▶ _What you have to do_: Set down all of the data again, character for character.

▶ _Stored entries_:
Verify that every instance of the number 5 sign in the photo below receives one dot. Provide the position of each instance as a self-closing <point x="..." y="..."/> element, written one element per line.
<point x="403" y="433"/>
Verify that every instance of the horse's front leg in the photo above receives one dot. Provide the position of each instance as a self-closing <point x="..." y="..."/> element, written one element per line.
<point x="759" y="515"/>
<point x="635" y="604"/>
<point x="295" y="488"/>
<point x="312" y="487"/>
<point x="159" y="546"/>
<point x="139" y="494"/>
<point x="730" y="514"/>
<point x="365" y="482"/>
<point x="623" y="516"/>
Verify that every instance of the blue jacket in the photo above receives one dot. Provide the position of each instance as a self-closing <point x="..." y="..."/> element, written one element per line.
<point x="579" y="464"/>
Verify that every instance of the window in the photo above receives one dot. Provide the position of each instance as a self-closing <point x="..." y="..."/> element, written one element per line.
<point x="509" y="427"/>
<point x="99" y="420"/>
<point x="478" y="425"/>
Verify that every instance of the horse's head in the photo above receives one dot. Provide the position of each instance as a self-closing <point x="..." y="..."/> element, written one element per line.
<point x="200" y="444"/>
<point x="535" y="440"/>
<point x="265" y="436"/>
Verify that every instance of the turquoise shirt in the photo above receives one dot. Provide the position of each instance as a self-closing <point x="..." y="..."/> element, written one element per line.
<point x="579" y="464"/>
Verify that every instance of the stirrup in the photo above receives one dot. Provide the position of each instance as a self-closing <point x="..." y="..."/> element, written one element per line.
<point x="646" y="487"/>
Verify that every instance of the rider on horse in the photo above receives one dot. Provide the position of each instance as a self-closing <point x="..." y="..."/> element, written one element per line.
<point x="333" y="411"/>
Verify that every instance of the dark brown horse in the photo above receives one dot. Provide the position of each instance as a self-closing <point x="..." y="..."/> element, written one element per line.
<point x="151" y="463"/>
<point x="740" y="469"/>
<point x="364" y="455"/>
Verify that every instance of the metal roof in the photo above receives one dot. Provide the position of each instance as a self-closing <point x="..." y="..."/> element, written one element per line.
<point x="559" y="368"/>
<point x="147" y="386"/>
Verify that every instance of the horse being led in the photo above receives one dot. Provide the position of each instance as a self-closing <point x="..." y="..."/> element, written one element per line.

▶ _Task answer_:
Verify that every instance of the number 5 sign in the photo below receives one dot. Provide the position of each instance as a self-closing <point x="..." y="..."/> element, written one element per line.
<point x="403" y="433"/>
Verify that every instance of the horse's front leg in the photo above receives one dot. Provide the position of each instance as a self-closing <point x="..." y="..."/> element, written one element per line.
<point x="759" y="515"/>
<point x="635" y="604"/>
<point x="295" y="488"/>
<point x="312" y="487"/>
<point x="159" y="546"/>
<point x="139" y="494"/>
<point x="730" y="514"/>
<point x="365" y="482"/>
<point x="623" y="516"/>
Verify that every instance of the blue jacket in the photo above receives one dot. Provide the position of each instance as a self-closing <point x="..." y="..."/> element, written one element per line.
<point x="579" y="464"/>
Verify that every instance of the window in the photo above receives one dot. Provide the position of each instance as a self-closing <point x="..." y="..."/> element, written one element per line.
<point x="509" y="427"/>
<point x="99" y="420"/>
<point x="478" y="425"/>
Verify that every instance of the horse's head in the photo above receives one dot. Provide the position of each instance as a self-closing <point x="..." y="..."/> element, written one element per line.
<point x="200" y="444"/>
<point x="535" y="440"/>
<point x="265" y="436"/>
Verify that every instance of the turquoise shirt in the photo above receives one dot. Provide the position of each instance as a self-closing <point x="..." y="..."/> element, written one element per line.
<point x="579" y="464"/>
Verify that every instance of the stirrup in the photo above receives one dot. Provide the position of each instance as a self-closing <point x="..." y="..."/> element, written one element per line.
<point x="646" y="487"/>
Verify that every instance of the rider on horse in the photo above receives one dot. Provide the position of each instance as a self-closing <point x="..." y="..."/> element, written one element per line.
<point x="333" y="411"/>
Verify that every instance of the dark brown horse in the photo above receives one dot. Provide the position of each instance as a self-closing <point x="..." y="..."/> element, written one element per line.
<point x="151" y="463"/>
<point x="740" y="469"/>
<point x="364" y="455"/>
Verify that every instance of the metal roof in the photo above receives one dot. Provide the position of each instance as a self-closing <point x="..." y="..."/> element, written one element per line.
<point x="559" y="368"/>
<point x="147" y="386"/>
Verify that every instance of the horse being led in the photo above receives one dot. Provide the position of each instance as a self-closing <point x="..." y="..."/> element, written one element per line.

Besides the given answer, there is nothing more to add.